*REQUIREMENTS*
Scan the records for the line containing "Teacher note to the class: pick out the small wooden"; extract it and all later lines, verbatim, through the end, and nothing before it.
== RAW DATA ==
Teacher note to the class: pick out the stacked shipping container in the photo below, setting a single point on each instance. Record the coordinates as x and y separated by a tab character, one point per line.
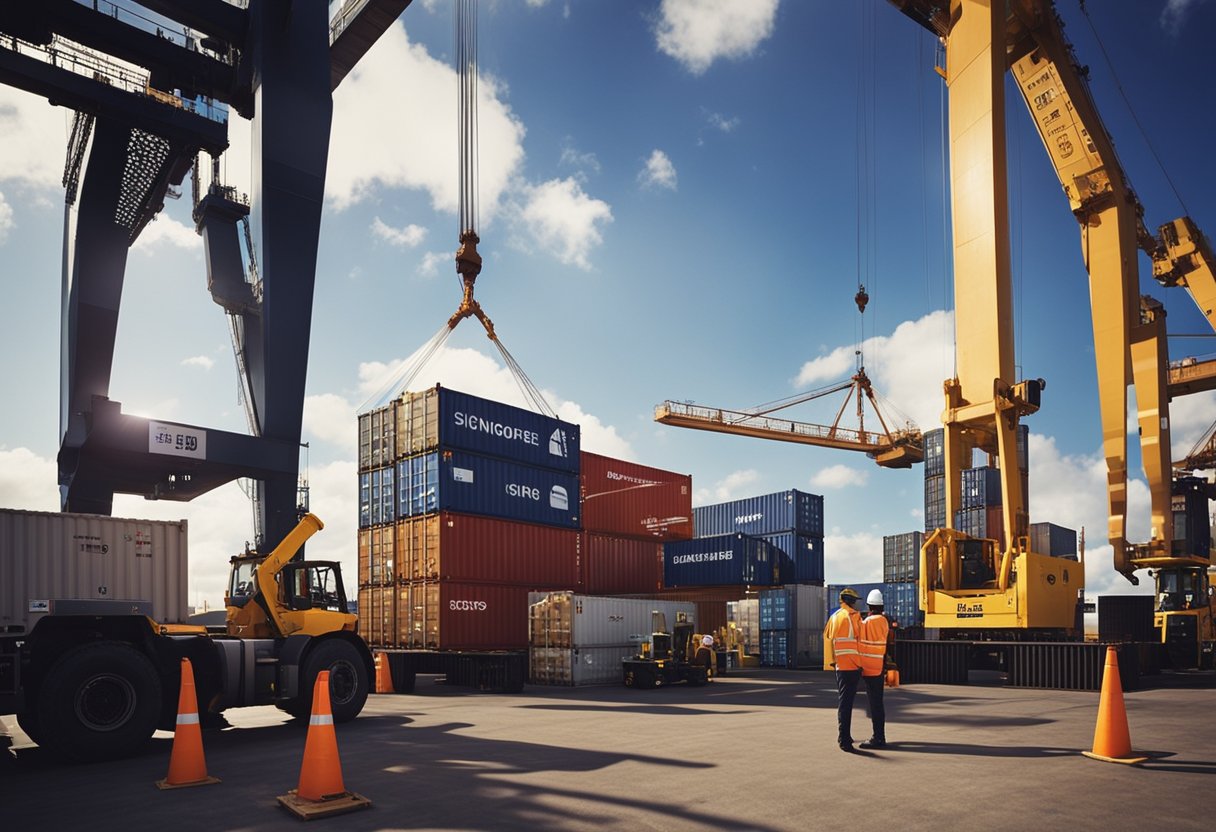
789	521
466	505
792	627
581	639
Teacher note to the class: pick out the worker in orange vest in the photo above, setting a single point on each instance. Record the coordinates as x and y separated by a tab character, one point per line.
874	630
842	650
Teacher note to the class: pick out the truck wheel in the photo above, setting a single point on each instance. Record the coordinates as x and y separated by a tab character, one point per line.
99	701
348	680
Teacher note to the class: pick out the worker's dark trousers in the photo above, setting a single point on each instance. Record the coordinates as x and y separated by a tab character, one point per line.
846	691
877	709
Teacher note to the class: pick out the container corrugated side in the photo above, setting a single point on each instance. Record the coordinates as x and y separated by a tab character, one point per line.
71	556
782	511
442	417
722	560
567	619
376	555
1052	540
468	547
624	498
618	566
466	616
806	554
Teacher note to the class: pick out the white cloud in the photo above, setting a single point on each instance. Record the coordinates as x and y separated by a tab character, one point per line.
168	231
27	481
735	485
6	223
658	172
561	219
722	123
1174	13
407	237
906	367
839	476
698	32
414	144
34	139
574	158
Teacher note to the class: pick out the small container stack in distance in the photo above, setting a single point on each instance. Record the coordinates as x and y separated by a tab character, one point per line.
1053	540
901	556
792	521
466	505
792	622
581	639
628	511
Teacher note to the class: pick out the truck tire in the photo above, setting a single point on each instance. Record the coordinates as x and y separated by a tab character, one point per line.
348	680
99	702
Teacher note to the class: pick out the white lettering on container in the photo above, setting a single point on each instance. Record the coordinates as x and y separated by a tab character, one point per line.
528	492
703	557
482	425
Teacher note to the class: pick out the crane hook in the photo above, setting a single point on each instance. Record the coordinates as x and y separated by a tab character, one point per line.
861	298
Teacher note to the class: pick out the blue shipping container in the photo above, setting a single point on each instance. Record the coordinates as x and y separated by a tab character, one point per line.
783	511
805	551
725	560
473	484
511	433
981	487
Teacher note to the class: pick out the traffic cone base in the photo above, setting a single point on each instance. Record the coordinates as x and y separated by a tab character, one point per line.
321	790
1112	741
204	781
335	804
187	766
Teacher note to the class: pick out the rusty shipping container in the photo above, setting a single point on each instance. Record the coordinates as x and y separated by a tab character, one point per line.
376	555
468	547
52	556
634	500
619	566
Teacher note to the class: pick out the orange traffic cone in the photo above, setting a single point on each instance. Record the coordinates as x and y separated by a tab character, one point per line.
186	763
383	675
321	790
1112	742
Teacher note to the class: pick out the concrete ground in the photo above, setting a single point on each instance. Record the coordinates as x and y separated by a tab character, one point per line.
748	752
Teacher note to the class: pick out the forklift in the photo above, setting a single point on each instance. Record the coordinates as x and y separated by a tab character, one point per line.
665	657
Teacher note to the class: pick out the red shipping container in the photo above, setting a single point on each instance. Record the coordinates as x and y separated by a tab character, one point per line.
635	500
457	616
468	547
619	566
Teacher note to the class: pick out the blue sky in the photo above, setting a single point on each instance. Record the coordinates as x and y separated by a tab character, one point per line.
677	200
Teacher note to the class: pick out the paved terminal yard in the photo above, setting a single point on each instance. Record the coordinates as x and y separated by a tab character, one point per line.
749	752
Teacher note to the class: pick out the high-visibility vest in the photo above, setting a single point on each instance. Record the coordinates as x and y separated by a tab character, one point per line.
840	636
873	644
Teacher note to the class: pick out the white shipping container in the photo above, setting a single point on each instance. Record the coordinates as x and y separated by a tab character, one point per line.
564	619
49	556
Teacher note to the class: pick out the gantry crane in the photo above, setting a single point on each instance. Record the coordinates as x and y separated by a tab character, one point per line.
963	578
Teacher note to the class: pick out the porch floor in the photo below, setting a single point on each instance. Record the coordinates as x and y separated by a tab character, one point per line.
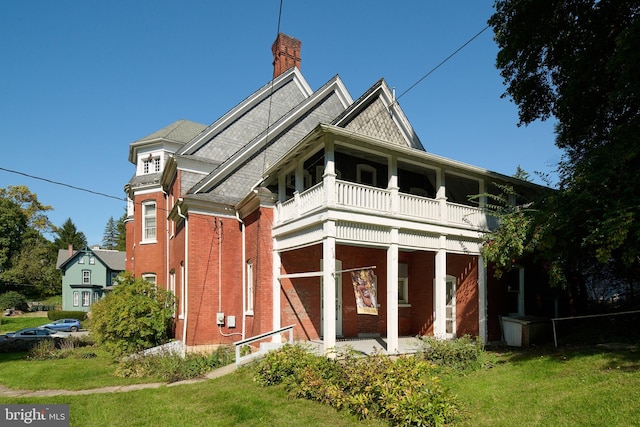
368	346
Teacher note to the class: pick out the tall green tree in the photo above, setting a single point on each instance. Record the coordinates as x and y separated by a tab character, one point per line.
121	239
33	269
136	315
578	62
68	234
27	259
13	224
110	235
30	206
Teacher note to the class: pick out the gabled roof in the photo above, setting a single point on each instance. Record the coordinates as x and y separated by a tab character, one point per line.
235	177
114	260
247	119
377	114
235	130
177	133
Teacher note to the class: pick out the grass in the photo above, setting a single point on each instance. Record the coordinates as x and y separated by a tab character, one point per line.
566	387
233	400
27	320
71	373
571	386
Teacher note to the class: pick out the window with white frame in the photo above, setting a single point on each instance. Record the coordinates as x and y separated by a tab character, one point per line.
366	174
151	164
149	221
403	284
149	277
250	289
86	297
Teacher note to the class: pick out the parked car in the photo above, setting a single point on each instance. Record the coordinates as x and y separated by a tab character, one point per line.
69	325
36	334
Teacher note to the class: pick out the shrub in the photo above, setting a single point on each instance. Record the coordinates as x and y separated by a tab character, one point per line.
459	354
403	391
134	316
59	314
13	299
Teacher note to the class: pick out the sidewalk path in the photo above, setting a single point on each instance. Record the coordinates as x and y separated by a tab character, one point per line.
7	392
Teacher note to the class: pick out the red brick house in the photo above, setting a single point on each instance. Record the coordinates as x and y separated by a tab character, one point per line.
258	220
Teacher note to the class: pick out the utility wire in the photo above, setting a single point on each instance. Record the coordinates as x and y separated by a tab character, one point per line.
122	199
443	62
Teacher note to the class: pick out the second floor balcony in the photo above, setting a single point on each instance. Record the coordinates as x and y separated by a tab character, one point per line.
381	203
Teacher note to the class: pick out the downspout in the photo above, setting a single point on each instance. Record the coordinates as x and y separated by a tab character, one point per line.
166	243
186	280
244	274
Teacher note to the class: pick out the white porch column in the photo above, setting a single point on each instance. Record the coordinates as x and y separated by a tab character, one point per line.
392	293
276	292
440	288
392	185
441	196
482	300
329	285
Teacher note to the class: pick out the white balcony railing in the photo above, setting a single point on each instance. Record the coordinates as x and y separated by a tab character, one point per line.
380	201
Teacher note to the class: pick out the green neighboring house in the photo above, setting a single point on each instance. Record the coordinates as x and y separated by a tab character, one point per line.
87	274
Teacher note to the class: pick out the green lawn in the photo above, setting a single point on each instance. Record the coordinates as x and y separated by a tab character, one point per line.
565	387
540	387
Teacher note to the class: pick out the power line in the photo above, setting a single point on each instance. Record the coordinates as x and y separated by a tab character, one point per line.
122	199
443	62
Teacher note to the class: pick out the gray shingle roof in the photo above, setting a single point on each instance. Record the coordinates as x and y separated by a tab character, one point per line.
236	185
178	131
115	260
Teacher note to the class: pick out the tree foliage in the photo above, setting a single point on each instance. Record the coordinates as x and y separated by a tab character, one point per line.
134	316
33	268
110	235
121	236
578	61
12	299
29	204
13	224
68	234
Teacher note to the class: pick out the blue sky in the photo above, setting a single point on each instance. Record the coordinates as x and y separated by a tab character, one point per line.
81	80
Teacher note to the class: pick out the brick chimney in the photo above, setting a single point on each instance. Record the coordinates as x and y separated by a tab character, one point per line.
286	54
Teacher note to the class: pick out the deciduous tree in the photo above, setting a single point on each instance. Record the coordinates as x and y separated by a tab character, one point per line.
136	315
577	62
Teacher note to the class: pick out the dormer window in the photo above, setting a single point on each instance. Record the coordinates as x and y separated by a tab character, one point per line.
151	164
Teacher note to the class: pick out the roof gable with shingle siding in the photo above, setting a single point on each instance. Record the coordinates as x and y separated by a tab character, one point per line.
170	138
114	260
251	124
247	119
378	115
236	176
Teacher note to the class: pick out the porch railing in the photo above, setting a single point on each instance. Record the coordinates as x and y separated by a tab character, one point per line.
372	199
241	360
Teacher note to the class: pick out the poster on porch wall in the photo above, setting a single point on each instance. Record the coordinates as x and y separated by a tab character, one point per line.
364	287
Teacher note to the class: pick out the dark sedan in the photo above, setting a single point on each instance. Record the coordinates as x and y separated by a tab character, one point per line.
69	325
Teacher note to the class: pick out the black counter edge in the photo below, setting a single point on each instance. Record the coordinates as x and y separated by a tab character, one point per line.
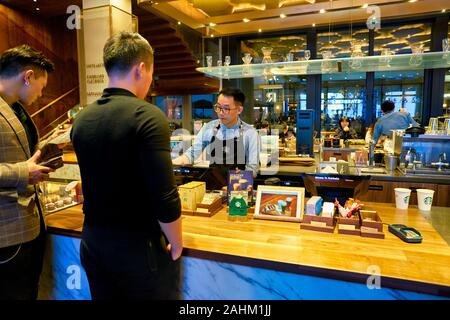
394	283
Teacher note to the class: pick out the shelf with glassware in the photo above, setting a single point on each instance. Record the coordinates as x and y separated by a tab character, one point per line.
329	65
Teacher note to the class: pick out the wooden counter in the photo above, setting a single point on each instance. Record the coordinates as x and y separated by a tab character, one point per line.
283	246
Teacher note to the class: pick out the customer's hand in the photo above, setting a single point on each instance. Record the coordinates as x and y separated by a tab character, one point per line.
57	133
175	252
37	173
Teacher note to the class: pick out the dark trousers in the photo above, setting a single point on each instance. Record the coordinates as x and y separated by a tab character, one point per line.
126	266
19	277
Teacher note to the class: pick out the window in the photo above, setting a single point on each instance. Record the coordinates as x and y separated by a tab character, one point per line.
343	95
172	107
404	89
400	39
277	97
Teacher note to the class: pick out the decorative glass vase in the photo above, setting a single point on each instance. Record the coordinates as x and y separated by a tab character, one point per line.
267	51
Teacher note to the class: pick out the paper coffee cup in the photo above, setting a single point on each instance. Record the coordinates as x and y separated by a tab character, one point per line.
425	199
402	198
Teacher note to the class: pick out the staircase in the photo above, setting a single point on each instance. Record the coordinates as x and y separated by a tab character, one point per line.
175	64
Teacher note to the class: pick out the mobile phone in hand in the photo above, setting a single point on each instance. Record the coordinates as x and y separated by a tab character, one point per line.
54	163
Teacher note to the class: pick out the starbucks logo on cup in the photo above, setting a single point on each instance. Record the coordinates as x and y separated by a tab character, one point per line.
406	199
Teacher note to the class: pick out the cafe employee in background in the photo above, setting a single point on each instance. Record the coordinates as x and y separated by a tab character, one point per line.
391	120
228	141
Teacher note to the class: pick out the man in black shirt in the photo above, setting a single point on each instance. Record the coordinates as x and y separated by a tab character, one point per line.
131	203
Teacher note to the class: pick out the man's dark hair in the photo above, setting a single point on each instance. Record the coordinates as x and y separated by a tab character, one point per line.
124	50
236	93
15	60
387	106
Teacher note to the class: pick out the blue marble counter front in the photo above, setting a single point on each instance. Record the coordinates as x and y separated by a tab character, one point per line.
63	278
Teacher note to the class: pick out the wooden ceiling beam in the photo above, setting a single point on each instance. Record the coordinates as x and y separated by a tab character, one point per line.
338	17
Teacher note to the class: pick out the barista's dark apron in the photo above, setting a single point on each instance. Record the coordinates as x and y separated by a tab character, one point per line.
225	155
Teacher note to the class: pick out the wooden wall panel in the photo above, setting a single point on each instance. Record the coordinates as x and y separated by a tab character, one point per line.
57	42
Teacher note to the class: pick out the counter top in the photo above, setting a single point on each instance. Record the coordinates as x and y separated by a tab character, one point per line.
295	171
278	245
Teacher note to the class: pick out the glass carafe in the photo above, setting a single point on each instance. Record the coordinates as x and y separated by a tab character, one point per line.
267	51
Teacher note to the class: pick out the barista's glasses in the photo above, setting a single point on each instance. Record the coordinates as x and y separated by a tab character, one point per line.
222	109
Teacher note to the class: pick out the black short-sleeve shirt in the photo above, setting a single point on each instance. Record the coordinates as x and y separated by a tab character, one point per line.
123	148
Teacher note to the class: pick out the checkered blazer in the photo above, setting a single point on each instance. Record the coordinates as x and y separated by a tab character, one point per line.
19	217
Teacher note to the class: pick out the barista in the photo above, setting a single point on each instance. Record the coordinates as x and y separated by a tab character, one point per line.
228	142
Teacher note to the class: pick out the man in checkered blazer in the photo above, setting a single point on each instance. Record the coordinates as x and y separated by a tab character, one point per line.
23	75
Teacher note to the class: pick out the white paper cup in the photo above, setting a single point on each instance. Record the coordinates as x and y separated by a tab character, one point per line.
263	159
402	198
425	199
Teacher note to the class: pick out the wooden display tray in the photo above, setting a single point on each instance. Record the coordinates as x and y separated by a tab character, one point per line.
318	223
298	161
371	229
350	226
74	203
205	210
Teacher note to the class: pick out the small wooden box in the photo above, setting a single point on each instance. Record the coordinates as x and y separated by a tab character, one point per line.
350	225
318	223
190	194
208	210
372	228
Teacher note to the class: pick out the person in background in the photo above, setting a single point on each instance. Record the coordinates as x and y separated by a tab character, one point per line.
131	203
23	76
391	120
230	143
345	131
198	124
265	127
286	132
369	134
===
*TASK OUTPUT*
Teacher note to the class: pick out the small wooden box in the photo above, setting a single point on each instance. Record the coordinates as x and y separated by a tab character, one point per line.
350	225
318	223
190	194
208	210
372	228
Teacher note to the class: pick out the person in background in the photo above, setting a single point on each instance. Record the coordinates as x and y separated by a tab character, one point per line.
131	203
23	76
391	120
230	143
345	131
198	124
265	127
286	132
369	134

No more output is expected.